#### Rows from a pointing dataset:
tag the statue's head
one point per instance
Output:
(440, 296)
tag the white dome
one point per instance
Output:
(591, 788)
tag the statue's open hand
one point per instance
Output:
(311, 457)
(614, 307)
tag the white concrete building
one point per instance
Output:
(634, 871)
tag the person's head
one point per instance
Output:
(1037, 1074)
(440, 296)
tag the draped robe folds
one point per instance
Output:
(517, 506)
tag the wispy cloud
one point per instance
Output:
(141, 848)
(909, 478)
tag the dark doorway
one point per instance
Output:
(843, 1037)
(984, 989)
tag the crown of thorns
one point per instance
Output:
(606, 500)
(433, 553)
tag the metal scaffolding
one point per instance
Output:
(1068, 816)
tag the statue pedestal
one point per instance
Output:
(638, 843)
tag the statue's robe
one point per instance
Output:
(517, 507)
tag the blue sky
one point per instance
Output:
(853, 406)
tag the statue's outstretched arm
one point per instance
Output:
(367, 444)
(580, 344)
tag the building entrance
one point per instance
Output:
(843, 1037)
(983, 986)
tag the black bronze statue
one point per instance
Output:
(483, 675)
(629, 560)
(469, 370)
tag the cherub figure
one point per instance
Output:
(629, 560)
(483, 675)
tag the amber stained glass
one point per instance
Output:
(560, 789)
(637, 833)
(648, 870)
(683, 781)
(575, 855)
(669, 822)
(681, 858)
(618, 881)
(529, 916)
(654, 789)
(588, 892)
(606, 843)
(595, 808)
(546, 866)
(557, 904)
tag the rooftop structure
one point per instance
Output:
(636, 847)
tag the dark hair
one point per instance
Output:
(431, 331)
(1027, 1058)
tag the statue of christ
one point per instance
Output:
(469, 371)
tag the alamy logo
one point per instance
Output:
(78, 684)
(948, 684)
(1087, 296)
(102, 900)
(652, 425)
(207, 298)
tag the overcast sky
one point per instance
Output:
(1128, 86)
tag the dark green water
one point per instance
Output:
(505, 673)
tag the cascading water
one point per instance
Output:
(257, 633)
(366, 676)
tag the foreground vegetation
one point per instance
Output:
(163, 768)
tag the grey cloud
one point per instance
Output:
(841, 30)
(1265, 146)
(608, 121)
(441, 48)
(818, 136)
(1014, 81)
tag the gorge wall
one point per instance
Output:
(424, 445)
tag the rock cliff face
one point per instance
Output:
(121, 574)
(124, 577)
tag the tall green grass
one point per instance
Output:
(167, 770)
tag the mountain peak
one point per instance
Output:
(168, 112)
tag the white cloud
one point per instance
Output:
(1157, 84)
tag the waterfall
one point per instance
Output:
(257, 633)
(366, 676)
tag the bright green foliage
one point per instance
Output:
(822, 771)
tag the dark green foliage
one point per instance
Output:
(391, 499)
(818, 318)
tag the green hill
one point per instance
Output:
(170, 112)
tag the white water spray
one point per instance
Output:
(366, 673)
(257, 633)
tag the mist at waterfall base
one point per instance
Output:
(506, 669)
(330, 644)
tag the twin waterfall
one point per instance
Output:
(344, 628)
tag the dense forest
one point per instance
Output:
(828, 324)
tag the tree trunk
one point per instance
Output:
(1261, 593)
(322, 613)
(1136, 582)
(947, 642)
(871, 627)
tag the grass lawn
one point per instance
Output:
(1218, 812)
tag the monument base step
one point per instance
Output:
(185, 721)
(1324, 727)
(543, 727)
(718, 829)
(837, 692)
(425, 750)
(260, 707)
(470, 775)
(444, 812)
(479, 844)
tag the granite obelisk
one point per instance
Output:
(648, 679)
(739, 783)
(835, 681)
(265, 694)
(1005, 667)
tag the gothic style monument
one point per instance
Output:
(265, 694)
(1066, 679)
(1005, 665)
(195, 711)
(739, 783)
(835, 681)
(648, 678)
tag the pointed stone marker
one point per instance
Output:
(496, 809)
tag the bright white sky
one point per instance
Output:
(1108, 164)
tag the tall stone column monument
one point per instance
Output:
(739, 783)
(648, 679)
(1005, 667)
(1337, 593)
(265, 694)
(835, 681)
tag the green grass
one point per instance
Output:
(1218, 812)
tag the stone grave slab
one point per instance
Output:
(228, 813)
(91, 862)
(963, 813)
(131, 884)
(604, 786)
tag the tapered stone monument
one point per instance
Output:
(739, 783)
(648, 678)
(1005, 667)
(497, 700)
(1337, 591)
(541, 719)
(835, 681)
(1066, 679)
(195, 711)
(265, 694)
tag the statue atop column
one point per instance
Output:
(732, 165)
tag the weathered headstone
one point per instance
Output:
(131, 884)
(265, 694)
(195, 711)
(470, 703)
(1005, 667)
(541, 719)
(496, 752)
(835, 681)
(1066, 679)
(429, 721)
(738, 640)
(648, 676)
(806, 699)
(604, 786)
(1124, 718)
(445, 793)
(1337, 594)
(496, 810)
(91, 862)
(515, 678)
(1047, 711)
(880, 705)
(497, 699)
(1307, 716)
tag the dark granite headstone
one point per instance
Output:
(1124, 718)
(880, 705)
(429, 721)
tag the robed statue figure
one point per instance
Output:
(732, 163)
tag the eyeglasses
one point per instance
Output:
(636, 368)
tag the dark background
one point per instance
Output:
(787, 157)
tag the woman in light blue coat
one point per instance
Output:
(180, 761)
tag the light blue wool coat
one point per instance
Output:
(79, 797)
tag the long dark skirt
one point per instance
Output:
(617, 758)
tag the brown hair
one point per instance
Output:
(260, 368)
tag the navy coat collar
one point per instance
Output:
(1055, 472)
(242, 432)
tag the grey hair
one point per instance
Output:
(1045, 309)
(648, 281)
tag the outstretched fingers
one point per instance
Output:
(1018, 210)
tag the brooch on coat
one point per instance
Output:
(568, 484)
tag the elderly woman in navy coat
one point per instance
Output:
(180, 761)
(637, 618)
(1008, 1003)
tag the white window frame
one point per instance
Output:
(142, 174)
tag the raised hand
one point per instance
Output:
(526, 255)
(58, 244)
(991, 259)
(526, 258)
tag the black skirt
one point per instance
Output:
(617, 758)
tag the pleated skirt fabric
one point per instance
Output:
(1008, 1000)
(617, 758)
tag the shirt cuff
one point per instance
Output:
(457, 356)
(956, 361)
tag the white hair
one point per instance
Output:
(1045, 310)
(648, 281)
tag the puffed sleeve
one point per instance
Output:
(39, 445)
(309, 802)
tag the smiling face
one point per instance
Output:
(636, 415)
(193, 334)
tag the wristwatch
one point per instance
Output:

#### What the task asks:
Pull out each record as written and restate it exactly.

#### The output:
tag the statue's head
one point per instance
Output:
(440, 296)
tag the white dome
one point per instance
Output:
(591, 788)
tag the statue's open hand
one point per instance
Output:
(311, 457)
(614, 307)
tag the white concrete building
one point per instance
Output:
(634, 871)
tag the person's head
one point per instance
Output:
(1037, 1074)
(440, 296)
tag the draped robe folds
one point per instance
Output:
(517, 506)
tag the wispy cloud
one point per instance
Output:
(141, 848)
(909, 478)
tag the dark doorway
one point per instance
Output:
(843, 1037)
(984, 989)
tag the crown of thorns
one point per instance
Output:
(606, 500)
(433, 553)
tag the metal scaffolding
one point per instance
Output:
(1068, 816)
tag the statue pedestal
one point per instance
Output:
(638, 843)
tag the statue's robe
one point per instance
Output:
(517, 507)
tag the blue sky
one point per instance
Output:
(853, 406)
tag the statue's outstretched arm
one point per instance
Output:
(367, 444)
(580, 344)
tag the building entrance
one point per instance
Output:
(843, 1037)
(983, 986)
tag the black bronze statue
one point per instance
Output:
(483, 675)
(629, 560)
(469, 370)
tag the cherub figure
one point per instance
Output:
(629, 560)
(483, 675)
tag the amber stained glass
one point per instance
Output:
(560, 789)
(637, 833)
(648, 870)
(683, 781)
(575, 855)
(669, 822)
(681, 858)
(618, 881)
(529, 916)
(654, 789)
(588, 892)
(606, 843)
(595, 808)
(546, 866)
(557, 904)
tag the rooftop structure
one point per instance
Output:
(636, 847)
tag the dark hair
one point per instance
Output:
(431, 331)
(1027, 1058)
tag the statue of christ
one point per instance
Output:
(469, 371)
tag the alamy logo
one point per instance
Output:
(78, 684)
(948, 684)
(1087, 296)
(102, 900)
(652, 425)
(207, 298)
tag the overcast sky
one point per instance
Output:
(1128, 86)
tag the dark green water
one point per instance
Output:
(505, 673)
tag the cascading water
one point per instance
Output:
(257, 633)
(366, 676)
tag the foreground vegetation
one point per instance
Output:
(163, 768)
tag the grey cloud
one point per instance
Output:
(841, 30)
(1265, 146)
(608, 121)
(441, 48)
(818, 136)
(1014, 81)
tag the gorge wall
one point per instance
Output:
(424, 445)
tag the rock cliff face
one point per instance
Output:
(121, 574)
(124, 577)
tag the tall green grass
one point per instance
Output:
(167, 770)
tag the mountain peak
one point per instance
Output:
(168, 112)
tag the white cloud
one point per instance
Output:
(1157, 84)
tag the waterfall
one point per instance
Output:
(257, 633)
(366, 676)
tag the bright green foliage
one point per instance
Output:
(822, 771)
tag the dark green foliage
one point per instance
Output:
(391, 499)
(818, 318)
tag the green hill
one point per instance
Output:
(170, 112)
tag the white water spray
one point per instance
Output:
(366, 673)
(257, 633)
tag the mist at waterfall base
one point per instance
Output:
(506, 669)
(330, 644)
tag the twin waterfall
one point per instance
Output:
(344, 628)
tag the dense forest
one point per instance
Output:
(828, 324)
tag the tree trunk
one point per instance
Output:
(1261, 593)
(322, 613)
(1136, 582)
(947, 642)
(871, 627)
tag the grass lawn
one point per instance
Output:
(1218, 812)
tag the monument base step
one point per instance
Output:
(185, 721)
(1324, 727)
(543, 727)
(718, 829)
(837, 692)
(425, 750)
(260, 707)
(470, 775)
(444, 812)
(479, 844)
tag the granite obelisk
one point per instance
Output:
(648, 679)
(739, 783)
(835, 681)
(265, 694)
(1005, 667)
tag the gothic style monument
one point per instance
Output:
(265, 694)
(1066, 679)
(1005, 665)
(195, 711)
(739, 783)
(835, 681)
(648, 678)
tag the pointed stone marker
one point per instance
Output:
(496, 809)
tag the bright white sky
one point per instance
Output:
(1108, 164)
tag the tall stone column monument
one point per instance
Output:
(739, 783)
(648, 679)
(1005, 667)
(1337, 593)
(265, 694)
(835, 681)
tag the green grass
one point per instance
Output:
(1218, 812)
tag the stone grave slab
one point per instance
Output:
(228, 813)
(91, 862)
(963, 813)
(131, 884)
(604, 786)
tag the tapered stone monument
one point per instance
Output:
(739, 783)
(648, 678)
(1005, 667)
(497, 700)
(1337, 591)
(541, 719)
(835, 681)
(1066, 679)
(195, 711)
(265, 694)
tag the statue atop column
one point per instance
Output:
(732, 165)
tag the weathered headstone
one point per instance
Output:
(131, 884)
(265, 694)
(195, 711)
(470, 703)
(1005, 667)
(541, 719)
(496, 752)
(835, 681)
(1066, 679)
(429, 721)
(738, 640)
(648, 676)
(806, 699)
(604, 786)
(1124, 718)
(445, 793)
(1337, 594)
(496, 810)
(91, 862)
(515, 678)
(1047, 711)
(880, 705)
(497, 699)
(1307, 716)
tag the dark granite headstone
one point per instance
Output:
(1124, 718)
(880, 705)
(429, 721)
tag the robed statue figure
one point per instance
Output:
(732, 163)
tag the eyeglasses
one point per instance
Output:
(636, 368)
tag the dark background
one point per instance
Output:
(787, 157)
tag the woman in light blue coat
one point per instance
Output:
(180, 761)
tag the light blue wool coat
one point per instance
Output:
(79, 797)
tag the long dark skirt
one point per instance
Output:
(617, 758)
tag the brown hair
one point per instance
Output:
(260, 368)
tag the navy coat collar
one point per instance
Output:
(1055, 472)
(242, 432)
tag the grey hair
one point per instance
Output:
(1045, 309)
(648, 281)
tag the outstretched fingers
one point per instance
Output:
(1018, 210)
tag the brooch on coat
one point per instance
Output:
(568, 484)
tag the elderly woman in navy coat
one point per instance
Output:
(180, 761)
(637, 618)
(1008, 1003)
tag the white window frame
one point per instance
Output:
(142, 174)
tag the raised hand
one point per instance
Output:
(526, 255)
(58, 244)
(991, 259)
(526, 258)
tag the black skirt
one point per instance
Output:
(617, 758)
tag the pleated skirt fabric
one point per instance
Output:
(1008, 1000)
(617, 758)
tag the shirt cuff
one point per instance
Output:
(457, 356)
(956, 361)
tag the white hair
one point per instance
Output:
(1045, 310)
(648, 281)
tag the puffed sleeve
one point per instance
Output:
(39, 445)
(309, 802)
tag the smiling face
one point per instance
Output:
(636, 415)
(193, 334)
tag the wristwatch
one point per instance
Output:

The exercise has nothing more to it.